**Stated goal:**
Look in the data below for the line that contains "Task: mark each instance of the blonde". Copy that line and the remaining lines exactly.

--- START Records supplied ---

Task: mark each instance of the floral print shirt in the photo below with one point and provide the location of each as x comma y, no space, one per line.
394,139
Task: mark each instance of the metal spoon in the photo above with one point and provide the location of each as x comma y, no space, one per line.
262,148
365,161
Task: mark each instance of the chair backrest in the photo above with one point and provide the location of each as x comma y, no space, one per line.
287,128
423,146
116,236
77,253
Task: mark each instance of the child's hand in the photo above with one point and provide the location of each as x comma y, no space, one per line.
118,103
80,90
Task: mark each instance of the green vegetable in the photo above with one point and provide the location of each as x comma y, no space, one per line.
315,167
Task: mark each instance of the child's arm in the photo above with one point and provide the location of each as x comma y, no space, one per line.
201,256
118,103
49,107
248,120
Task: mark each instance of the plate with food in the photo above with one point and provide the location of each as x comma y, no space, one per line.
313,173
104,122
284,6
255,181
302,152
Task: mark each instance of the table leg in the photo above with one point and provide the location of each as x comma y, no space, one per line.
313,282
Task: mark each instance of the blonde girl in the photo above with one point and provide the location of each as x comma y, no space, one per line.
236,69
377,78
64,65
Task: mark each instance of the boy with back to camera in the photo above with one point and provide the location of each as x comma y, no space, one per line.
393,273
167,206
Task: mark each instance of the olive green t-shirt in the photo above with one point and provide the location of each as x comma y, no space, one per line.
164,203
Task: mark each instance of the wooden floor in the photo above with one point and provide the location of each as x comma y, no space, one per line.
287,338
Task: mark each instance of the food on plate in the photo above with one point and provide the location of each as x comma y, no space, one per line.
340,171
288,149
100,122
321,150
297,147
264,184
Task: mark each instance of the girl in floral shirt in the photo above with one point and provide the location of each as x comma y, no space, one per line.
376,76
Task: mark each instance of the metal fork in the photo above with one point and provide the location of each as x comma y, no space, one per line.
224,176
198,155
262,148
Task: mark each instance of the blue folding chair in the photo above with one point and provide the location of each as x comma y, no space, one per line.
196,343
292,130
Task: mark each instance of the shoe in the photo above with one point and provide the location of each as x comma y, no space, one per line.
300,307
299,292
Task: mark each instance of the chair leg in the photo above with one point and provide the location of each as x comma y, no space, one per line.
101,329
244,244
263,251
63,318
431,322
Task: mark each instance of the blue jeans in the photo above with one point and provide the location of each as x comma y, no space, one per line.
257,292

--- END Records supplied ---

**Solved exercise:**
Task: mark each instance of the blonde girl in the photo above with one point and provide the location of each as x comma y, no space, one per line.
236,69
377,78
64,65
Task: mark each instance of the boy with back to camera in the photo above with one point and provide the location of each as x comma y, no space, one per line.
393,273
167,206
Task: mark each instance of the olive green t-shirt in the photo above with one point and provide the location of each as x comma y, no space, one per line.
164,203
Task: mark each instance of the wooden floor in the photo above with one point and provide the location of each as x comma y, no space, one per line.
287,338
Task: mark each instance of the food on plate in the photo above with one point and provide the location of each as x comma y, no space, one per line.
340,171
288,149
100,122
321,150
297,147
264,184
Task: mark each instance of the girl in floral shirt in the photo above with one point and provide the location of each as x comma y, no space, one per line.
376,76
Task: mark each instance of the metal fork in the photo above with one point and provide the location of each as x comma y, no space, one per line.
224,176
198,155
262,148
Task: mark each instance of the blue folding chair in the photo above with one point and provide the location of each as x comma y, no space, one per line.
196,343
292,130
Task: mark each instance of the shoe in the photo above with one point and provide the location of each as x comma y, no space, one per line.
300,307
299,292
Task: mark each instance of the chair leg in the photo above with one point and provide the location of each as x comma y, no space, one per line.
101,329
244,244
263,251
63,318
431,322
Task: mark each instance of the blue jeans in the photo above with one point and provide the location of each as x comma y, no space, one per line.
257,292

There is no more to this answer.